ÉNONCÉ 1: D'après le texte source, combien de retraités seront touchés par les augmentations ?
ÉNONCÉ 2: Relevez tous les montants exprimés en euros qui figurent dans le texte source.
ÉNONCÉ 3: Recopiez le passage du texte source en commençant par « Pour les retraités » et en terminant par « 2/3 de l’ensemble. ».

Pour les retraités (revenus de remplacement hors allocations chômages et indemnités journalières de sécurité sociale), les hausses de cotisations devraient représenter 4,5 milliards d’euros, même si les « petites retraites » sont exclues de la hausse (revenu net imposable inférieur à 14.375 euros pour un célibataire, 22.051 euros pour un couple). En tout, 8 millions de retraités seront concernés par ces augmentations, soit 2/3 de l’ensemble.

DONNÉES DE L'EXERCICE:
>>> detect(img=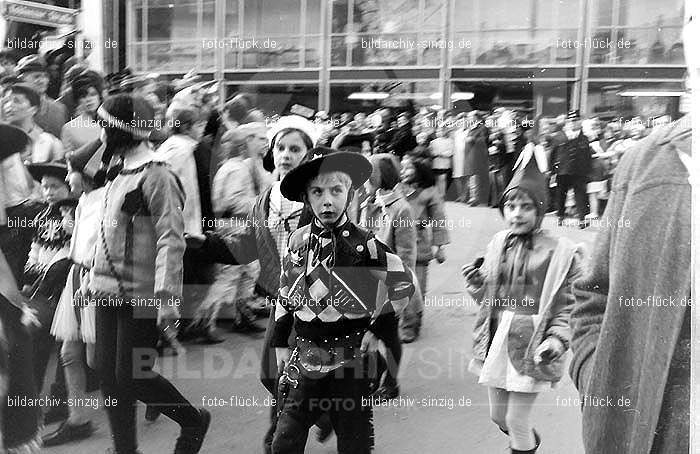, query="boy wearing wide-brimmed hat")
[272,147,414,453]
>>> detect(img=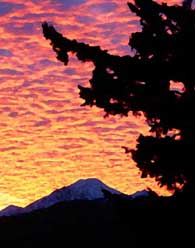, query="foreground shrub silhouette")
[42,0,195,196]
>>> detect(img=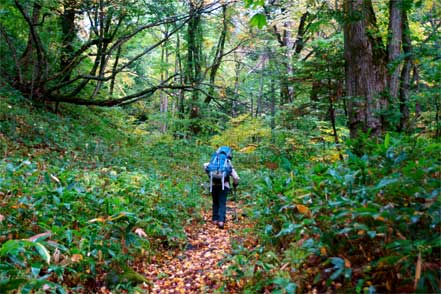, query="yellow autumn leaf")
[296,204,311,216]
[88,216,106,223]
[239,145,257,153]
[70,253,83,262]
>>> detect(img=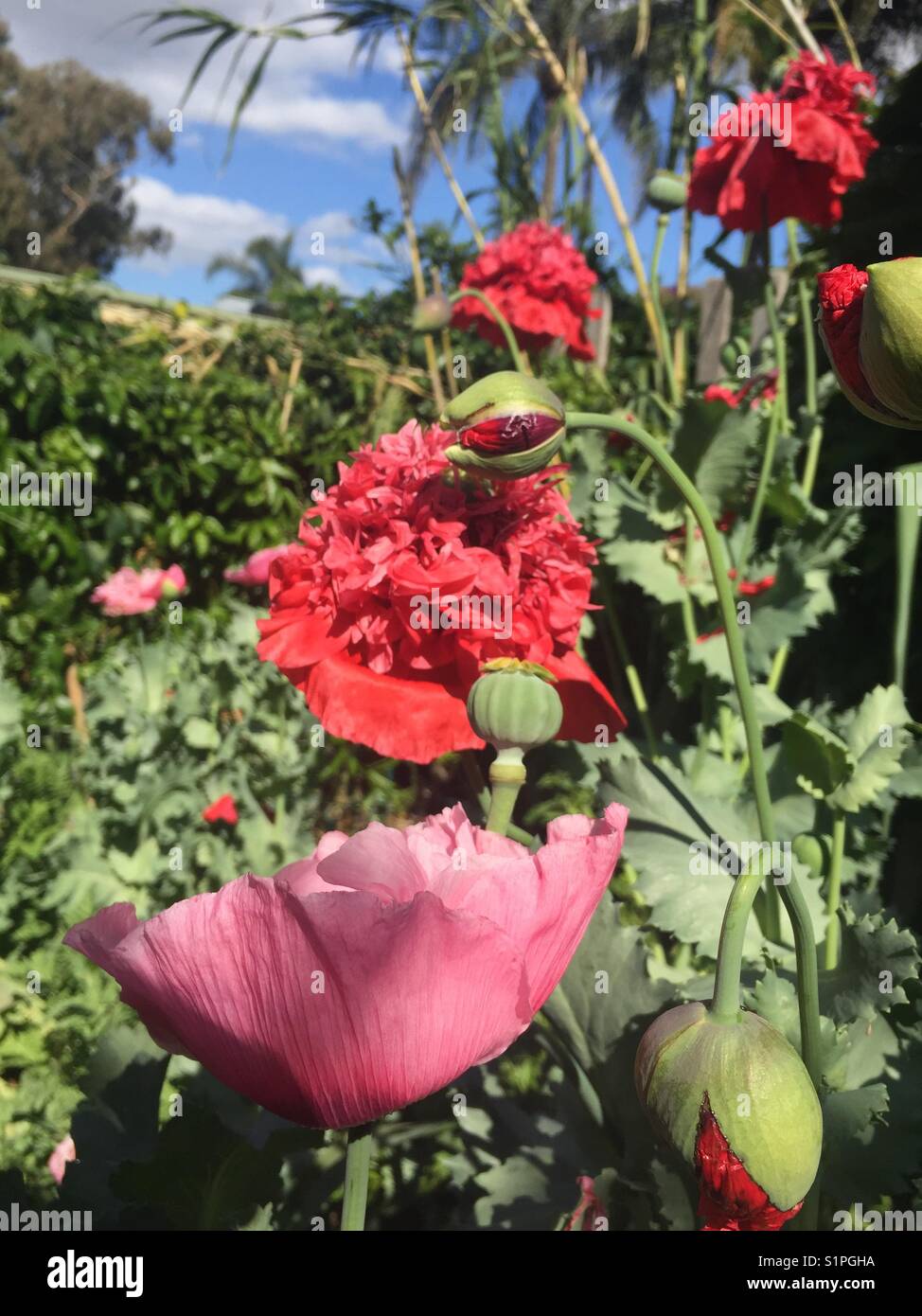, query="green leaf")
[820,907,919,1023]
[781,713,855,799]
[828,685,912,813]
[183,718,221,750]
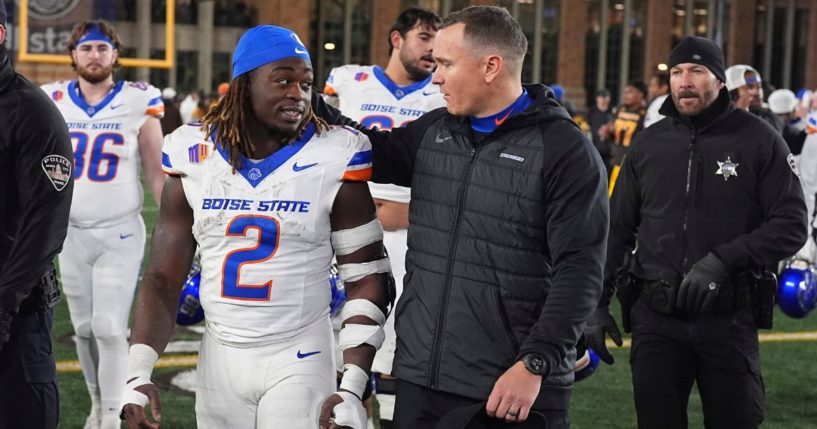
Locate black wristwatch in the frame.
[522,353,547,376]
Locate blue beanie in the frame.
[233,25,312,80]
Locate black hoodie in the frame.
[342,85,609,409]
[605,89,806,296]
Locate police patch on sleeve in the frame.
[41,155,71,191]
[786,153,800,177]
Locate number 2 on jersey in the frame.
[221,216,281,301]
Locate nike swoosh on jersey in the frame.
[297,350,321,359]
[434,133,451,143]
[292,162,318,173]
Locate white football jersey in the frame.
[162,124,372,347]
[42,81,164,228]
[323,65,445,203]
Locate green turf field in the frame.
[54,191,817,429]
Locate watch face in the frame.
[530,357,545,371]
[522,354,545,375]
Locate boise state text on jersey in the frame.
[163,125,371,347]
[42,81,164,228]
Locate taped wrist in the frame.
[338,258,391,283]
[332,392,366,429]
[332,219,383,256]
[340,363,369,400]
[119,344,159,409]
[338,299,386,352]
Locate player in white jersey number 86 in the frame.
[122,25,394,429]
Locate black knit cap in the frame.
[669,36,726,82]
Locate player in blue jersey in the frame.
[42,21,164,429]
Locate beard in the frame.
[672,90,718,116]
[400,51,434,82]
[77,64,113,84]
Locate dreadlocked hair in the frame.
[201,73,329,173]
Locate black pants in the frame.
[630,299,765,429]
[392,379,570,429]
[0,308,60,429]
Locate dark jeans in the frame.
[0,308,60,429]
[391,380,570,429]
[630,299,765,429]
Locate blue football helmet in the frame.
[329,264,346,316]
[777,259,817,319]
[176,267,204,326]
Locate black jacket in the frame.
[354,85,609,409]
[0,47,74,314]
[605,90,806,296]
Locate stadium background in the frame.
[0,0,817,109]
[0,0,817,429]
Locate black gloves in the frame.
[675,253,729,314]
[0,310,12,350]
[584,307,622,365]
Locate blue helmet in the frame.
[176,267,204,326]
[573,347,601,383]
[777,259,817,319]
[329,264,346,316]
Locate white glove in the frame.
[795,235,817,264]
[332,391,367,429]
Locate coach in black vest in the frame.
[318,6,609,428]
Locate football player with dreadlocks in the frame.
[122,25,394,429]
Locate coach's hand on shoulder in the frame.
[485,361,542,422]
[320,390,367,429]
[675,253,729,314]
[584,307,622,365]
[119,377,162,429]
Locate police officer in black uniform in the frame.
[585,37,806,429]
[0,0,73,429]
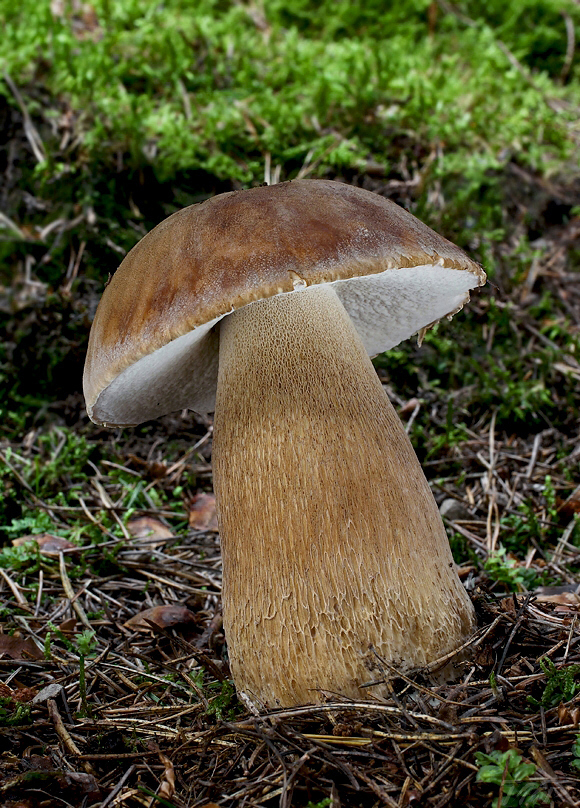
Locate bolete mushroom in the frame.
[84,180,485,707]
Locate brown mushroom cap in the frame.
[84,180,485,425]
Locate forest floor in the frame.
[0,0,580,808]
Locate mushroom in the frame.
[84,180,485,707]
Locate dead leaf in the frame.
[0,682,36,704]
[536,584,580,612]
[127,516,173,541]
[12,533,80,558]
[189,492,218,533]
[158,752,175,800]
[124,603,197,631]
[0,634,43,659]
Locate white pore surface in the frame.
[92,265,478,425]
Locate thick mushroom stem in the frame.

RÉPONSE 1: 8 millions de retraités, soit 2/3 de l'ensemble.

RÉPONSE 2:
- 4,5 milliards d'euros
- 14.375 euros
- 22.051 euros

RÉPONSE 3:
Pour les retraités (revenus de remplacement hors allocations chômages et indemnités journalières de sécurité sociale), les hausses de cotisations devraient représenter 4,5 milliards d’euros, même si les « petites retraites » sont exclues de la hausse (revenu net imposable inférieur à 14.375 euros pour un célibataire, 22.051 euros pour un couple). En tout, 8 millions de retraités seront concernés par ces augmentations, soit 2/3 de l’ensemble.